**Task directions**:
Copy every line of the material below without changing anything.

**Provided information**:
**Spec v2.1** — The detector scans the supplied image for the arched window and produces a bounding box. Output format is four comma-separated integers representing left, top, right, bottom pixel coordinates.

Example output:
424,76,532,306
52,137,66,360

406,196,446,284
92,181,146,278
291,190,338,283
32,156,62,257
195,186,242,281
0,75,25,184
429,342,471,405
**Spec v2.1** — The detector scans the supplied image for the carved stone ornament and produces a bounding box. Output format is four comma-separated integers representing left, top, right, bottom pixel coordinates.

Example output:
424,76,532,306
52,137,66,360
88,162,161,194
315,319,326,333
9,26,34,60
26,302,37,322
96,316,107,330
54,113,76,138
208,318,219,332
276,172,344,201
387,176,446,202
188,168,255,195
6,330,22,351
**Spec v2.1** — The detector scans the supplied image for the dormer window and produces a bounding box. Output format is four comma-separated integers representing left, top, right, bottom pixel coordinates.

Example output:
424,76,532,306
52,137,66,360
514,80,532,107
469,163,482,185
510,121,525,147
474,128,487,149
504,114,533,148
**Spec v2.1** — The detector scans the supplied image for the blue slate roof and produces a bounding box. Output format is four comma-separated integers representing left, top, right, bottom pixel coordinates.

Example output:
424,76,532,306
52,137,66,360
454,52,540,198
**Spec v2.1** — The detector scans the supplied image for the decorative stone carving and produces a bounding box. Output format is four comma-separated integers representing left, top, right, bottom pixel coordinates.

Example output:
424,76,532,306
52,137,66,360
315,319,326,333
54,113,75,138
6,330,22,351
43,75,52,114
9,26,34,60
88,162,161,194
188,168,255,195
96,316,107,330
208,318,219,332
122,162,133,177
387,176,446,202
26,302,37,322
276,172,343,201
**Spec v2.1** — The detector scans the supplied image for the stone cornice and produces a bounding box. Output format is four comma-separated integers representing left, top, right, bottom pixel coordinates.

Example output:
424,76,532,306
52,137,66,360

**Completed exercise**:
**Spec v2.1** — The detector scans the supplied image for the arched window and produces a bounding box. Output format is four comma-separated integers representing left, top, right, bottom pixel coordinates.

Example output:
424,76,532,306
52,137,66,360

406,196,446,284
92,181,146,278
291,190,338,283
32,156,62,257
195,186,242,281
0,75,25,184
429,342,471,405
**Spec v2.1** — The detector scans the supplied image for the carved stone ornament and produces a bounding box. Output format is four comma-separated integers representing left, top, right, bottom pixel coordinates.

Example output:
424,76,532,306
52,137,66,360
88,162,161,194
315,319,326,333
9,26,34,60
26,302,37,322
96,316,107,330
54,113,76,138
208,318,219,332
276,172,344,201
387,176,446,202
188,168,255,195
6,330,22,351
**Spec v2.1** — The detector scans the supplied image for the dormer window and produces a bounding box. Output format is four comma-separated integers representing left, top, right, bottom pixel coordinates.

Example output:
424,76,532,306
52,137,66,360
514,80,532,107
469,163,482,185
510,121,525,147
474,128,487,149
504,114,533,148
**Spec v2.1** — The detector scans the supplied image for the blue slate roof and produces a bounding box. Output format is four comma-separated integers representing left, top, right, bottom pixel coordinates.

Example output:
424,76,532,306
52,137,66,360
454,52,540,198
**Spec v2.1** — The detector scans the supplied image for the decorative stone carving and produces a bounding box. Output format is four comma-separated integers representing left, top, right, bottom pixel coordinates.

Example output:
424,76,532,306
52,137,66,360
315,319,326,333
54,113,75,138
6,330,22,351
43,75,52,114
9,26,34,60
88,162,161,194
188,168,255,195
96,316,107,330
208,318,219,332
122,162,133,177
387,176,446,202
26,302,37,322
276,172,343,201
**Spec v2.1** — The detector scans the supplied image for the stone cornice and produces a bounding box. Output format is four comma-separated integers representing left, top, right, bottom pixel coordinates.

Example output:
424,76,532,306
52,137,66,360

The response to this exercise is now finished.